[Text section]
-*-*-

If you enjoy intense, clever, and verbally dexterous tales, make time for this one. It isn’t a talk-fest, but practically all of the dialogue is a sparring match between the characters involved. It’s a dark joy of a movie.
Oddball films that really work are hard to find. Corneliu Porumboiu’s Whistlers certainly falls into that category as a delightfully dark comedy that doubles as one of the odder mobster love stories you’ll get to see. It isn’t perfect…in fact I want to slap him around just a bit for not following through on the main conceit, even though he does use it. And, before you ask, yeah, it’s real.
What sets this story apart from so many similar stories of betrayal, dirty cops, and semi-honorable thieves is how the tale is told. Porumboiu fractures the story and tells it with parallel chronologies to make the story as much one of mystery as it is suspense.
Vladimir Ivanov (Toni Erdmann) and Catrinel Marlon (Tale of Tales) are at the center of the story. Ivanov’s even temperament, despite any circumstance, is both amusing and amazing as he sells it every time. And Marlon’s femme fatale approach is both cold and spot on; her sharp intelligence always on display.
The couple are surrounded by a host of interesting supporting characters. Rodica Lazar, in particular, as Ivanov’s boss, is a fascinating and quiet portrayal.

-*-*-

[The request] Reproduce the part of the Whistlers review that begins at the words "If you enjoy" and stops after "it is suspense.". The rows after this text are a separate set of material.

-*-*-

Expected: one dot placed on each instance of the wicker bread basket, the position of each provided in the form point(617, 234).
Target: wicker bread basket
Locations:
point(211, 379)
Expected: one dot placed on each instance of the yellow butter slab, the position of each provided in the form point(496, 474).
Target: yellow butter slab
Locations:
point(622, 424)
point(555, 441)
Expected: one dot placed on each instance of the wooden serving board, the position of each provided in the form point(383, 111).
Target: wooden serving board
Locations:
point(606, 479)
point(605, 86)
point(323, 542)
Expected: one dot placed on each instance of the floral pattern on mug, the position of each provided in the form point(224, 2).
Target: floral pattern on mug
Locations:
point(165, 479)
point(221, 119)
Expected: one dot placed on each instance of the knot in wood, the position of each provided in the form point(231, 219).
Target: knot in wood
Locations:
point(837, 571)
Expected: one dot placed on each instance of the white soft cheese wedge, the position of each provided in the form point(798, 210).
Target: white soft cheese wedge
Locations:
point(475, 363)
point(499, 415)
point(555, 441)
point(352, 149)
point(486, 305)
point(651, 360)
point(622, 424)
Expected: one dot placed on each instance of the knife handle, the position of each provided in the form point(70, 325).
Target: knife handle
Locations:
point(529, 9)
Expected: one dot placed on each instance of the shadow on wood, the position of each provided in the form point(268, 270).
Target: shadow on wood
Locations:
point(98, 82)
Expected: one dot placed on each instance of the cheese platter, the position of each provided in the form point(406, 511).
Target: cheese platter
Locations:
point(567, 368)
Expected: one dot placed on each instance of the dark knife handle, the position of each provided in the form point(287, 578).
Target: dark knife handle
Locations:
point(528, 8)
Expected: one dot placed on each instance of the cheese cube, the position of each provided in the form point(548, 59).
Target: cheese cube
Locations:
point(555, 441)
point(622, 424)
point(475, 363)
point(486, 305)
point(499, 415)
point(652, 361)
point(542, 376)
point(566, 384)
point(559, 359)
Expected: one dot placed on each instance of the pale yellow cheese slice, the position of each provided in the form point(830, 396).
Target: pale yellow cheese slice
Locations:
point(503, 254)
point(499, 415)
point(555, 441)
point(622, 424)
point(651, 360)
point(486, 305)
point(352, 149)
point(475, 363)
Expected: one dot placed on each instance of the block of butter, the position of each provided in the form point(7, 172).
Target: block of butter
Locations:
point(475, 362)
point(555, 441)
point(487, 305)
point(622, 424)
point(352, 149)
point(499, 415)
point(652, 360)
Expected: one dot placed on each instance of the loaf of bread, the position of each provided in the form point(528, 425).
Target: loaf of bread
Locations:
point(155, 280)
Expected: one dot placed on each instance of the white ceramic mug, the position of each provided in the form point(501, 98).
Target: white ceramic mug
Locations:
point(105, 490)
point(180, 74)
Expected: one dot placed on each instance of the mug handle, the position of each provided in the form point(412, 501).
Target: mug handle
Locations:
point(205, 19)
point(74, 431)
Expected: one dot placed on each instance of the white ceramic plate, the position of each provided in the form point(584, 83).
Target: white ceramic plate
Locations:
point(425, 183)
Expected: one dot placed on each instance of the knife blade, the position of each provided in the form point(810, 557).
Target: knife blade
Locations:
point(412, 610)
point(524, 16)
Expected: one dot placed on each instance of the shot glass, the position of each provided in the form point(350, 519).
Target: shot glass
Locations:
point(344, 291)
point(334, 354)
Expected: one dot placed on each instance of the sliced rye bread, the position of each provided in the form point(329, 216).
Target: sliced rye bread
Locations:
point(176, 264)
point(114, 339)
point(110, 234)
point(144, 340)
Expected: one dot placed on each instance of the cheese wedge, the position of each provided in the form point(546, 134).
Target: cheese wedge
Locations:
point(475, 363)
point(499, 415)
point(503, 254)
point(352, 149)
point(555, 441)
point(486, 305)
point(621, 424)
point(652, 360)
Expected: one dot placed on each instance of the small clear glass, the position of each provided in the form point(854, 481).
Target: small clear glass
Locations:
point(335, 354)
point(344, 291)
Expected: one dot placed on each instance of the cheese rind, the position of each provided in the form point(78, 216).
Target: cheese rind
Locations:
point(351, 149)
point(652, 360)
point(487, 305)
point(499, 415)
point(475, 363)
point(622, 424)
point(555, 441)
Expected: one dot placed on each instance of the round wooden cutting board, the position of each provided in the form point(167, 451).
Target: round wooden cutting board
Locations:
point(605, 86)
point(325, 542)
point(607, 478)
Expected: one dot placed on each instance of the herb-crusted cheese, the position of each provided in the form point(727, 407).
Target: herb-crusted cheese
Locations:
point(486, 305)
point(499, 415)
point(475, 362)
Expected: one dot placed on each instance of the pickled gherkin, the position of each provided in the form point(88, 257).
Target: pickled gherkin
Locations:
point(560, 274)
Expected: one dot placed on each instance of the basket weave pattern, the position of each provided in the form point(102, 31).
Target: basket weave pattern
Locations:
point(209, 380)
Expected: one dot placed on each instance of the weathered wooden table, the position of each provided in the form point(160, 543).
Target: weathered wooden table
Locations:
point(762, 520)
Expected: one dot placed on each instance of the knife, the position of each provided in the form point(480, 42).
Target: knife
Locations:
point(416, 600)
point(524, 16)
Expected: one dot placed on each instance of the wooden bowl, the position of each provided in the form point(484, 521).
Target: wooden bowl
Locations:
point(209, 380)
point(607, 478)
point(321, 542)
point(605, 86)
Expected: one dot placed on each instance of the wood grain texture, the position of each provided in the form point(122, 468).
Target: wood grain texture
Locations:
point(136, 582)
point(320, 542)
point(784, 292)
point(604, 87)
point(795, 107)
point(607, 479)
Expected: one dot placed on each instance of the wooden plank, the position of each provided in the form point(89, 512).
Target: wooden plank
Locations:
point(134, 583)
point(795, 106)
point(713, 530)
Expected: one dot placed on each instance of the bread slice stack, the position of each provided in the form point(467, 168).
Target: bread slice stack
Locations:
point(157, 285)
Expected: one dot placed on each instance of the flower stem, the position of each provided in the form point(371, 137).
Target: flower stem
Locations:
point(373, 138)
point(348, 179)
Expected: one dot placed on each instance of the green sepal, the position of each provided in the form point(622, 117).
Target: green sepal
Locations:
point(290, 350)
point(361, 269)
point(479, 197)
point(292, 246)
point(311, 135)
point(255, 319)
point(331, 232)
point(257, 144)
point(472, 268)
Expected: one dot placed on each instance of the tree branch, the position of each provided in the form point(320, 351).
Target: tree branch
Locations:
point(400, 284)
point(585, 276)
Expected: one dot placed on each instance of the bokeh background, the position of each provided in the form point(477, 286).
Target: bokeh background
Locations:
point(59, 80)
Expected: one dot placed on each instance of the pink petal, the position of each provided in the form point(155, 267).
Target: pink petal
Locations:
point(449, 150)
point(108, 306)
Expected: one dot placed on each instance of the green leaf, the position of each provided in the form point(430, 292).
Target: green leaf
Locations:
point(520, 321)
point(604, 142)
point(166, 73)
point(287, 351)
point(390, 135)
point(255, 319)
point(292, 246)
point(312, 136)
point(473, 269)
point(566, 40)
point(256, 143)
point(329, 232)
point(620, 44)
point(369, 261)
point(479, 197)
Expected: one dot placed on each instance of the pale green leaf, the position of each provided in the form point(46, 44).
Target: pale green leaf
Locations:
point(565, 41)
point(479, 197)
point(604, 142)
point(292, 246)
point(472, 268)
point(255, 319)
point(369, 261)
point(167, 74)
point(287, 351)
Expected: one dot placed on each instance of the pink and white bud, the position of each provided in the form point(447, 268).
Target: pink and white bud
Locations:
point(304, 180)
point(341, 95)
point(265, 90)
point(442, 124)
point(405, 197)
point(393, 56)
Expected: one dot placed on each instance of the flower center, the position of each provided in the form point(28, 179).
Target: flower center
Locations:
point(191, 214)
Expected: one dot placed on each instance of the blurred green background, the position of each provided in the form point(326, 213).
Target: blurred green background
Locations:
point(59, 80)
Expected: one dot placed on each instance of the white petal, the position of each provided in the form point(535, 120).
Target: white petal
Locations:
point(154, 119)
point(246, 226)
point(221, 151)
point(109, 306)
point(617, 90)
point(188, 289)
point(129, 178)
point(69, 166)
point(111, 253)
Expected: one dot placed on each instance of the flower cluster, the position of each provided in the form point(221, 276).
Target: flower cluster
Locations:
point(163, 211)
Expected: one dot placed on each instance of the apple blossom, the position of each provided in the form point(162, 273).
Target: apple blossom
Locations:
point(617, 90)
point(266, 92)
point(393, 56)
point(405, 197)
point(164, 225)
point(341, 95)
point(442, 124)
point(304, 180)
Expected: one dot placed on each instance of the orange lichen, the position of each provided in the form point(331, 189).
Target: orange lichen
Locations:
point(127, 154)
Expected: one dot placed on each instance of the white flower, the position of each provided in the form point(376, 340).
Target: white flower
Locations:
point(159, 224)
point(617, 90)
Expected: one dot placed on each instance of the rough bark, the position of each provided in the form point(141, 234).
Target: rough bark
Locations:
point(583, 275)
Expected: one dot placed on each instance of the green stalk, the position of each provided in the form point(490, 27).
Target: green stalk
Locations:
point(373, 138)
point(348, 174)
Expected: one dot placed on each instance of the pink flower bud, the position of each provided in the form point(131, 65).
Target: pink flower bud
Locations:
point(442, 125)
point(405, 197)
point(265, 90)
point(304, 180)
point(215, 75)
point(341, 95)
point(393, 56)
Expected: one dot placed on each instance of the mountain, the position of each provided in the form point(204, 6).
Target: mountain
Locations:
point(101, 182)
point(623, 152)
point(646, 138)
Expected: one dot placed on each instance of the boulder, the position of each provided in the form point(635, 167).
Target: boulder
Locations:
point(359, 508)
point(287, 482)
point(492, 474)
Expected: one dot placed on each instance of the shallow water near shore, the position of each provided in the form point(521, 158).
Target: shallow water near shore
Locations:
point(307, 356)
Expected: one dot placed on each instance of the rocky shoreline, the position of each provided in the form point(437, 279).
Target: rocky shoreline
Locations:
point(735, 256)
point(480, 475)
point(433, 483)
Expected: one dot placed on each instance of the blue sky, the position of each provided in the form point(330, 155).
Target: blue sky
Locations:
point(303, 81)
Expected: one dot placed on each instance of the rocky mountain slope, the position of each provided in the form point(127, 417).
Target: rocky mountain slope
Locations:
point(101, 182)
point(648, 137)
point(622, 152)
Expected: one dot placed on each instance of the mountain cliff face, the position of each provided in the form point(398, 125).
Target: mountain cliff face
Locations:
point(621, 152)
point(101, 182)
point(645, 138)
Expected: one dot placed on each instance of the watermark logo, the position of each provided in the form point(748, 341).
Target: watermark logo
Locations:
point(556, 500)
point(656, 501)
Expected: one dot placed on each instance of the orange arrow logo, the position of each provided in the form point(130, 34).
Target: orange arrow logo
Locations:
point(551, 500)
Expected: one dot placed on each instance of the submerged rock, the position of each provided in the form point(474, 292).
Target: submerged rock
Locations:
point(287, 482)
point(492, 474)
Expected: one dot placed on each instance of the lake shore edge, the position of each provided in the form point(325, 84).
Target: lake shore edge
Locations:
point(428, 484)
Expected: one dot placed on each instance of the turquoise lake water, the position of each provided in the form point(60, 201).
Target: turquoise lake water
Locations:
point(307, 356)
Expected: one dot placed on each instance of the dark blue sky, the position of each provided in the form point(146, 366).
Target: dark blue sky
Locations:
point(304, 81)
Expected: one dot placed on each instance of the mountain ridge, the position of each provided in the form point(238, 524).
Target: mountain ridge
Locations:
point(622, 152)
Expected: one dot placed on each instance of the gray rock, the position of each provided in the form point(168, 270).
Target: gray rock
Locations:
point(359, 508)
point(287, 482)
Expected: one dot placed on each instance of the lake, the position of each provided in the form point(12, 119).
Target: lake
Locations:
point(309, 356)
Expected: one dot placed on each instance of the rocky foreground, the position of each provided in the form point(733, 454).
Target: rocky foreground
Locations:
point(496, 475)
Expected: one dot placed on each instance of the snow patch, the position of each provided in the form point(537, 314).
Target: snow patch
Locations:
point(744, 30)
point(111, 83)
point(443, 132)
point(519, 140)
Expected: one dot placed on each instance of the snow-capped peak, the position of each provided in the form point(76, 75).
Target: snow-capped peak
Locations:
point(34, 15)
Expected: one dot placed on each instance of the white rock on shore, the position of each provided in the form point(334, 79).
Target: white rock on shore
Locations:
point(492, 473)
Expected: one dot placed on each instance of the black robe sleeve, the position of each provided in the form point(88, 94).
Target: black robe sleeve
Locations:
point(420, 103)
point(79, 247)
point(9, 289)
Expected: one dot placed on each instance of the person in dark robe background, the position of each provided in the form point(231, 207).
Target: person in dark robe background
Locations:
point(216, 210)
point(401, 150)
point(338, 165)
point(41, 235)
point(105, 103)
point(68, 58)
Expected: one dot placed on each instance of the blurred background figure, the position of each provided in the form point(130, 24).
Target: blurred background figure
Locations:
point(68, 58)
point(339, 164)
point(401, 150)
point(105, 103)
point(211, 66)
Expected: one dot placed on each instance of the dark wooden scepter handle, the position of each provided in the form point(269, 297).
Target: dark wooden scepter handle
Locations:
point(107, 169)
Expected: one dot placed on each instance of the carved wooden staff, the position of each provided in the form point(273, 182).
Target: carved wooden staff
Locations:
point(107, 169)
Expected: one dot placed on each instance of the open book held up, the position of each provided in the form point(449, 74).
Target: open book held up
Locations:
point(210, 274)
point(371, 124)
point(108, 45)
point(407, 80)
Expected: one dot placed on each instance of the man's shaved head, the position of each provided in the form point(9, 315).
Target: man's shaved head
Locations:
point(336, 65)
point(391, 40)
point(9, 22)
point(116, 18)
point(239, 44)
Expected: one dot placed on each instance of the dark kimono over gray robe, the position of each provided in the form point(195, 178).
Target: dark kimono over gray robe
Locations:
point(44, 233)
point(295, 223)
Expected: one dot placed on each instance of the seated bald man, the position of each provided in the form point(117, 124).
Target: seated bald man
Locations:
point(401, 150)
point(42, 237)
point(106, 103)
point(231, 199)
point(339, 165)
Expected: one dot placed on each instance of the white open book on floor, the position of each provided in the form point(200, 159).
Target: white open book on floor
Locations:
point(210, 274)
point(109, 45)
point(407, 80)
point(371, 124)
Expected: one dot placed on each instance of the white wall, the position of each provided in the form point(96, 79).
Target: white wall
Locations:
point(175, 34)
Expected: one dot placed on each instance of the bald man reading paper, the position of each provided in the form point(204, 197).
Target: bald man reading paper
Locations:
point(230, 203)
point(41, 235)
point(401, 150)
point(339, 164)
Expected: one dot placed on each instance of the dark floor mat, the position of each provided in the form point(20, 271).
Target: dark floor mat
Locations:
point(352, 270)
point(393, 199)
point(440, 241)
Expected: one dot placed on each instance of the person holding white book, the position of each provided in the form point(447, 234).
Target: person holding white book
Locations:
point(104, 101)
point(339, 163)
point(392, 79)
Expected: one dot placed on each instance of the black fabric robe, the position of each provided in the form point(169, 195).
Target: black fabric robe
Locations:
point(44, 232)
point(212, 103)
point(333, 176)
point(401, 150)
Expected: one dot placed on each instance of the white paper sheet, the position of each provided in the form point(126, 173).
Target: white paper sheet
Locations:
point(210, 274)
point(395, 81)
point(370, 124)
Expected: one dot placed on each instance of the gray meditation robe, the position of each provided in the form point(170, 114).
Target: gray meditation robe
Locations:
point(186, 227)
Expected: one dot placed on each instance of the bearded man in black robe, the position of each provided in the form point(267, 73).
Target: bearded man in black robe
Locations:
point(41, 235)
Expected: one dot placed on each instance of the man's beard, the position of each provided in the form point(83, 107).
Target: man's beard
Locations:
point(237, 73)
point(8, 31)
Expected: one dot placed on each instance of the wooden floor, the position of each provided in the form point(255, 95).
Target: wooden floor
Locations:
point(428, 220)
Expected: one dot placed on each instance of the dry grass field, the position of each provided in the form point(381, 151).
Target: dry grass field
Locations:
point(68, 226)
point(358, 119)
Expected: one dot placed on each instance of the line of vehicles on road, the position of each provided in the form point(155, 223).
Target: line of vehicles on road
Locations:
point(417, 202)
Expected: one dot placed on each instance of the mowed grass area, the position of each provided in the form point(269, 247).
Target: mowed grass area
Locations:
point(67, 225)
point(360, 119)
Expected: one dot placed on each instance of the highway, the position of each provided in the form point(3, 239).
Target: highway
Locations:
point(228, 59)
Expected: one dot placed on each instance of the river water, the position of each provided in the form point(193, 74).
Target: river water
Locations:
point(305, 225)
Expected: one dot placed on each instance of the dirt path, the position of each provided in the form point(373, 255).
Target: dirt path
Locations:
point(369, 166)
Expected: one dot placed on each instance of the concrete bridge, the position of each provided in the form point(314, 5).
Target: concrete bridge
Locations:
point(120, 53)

-*-*-

[Written response]
If you enjoy intense, clever, and verbally dexterous tales, make time for this one. It isn’t a talk-fest, but practically all of the dialogue is a sparring match between the characters involved. It’s a dark joy of a movie.
Oddball films that really work are hard to find. Corneliu Porumboiu’s Whistlers certainly falls into that category as a delightfully dark comedy that doubles as one of the odder mobster love stories you’ll get to see. It isn’t perfect…in fact I want to slap him around just a bit for not following through on the main conceit, even though he does use it. And, before you ask, yeah, it’s real.
What sets this story apart from so many similar stories of betrayal, dirty cops, and semi-honorable thieves is how the tale is told. Porumboiu fractures the story and tells it with parallel chronologies to make the story as much one of mystery as it is suspense.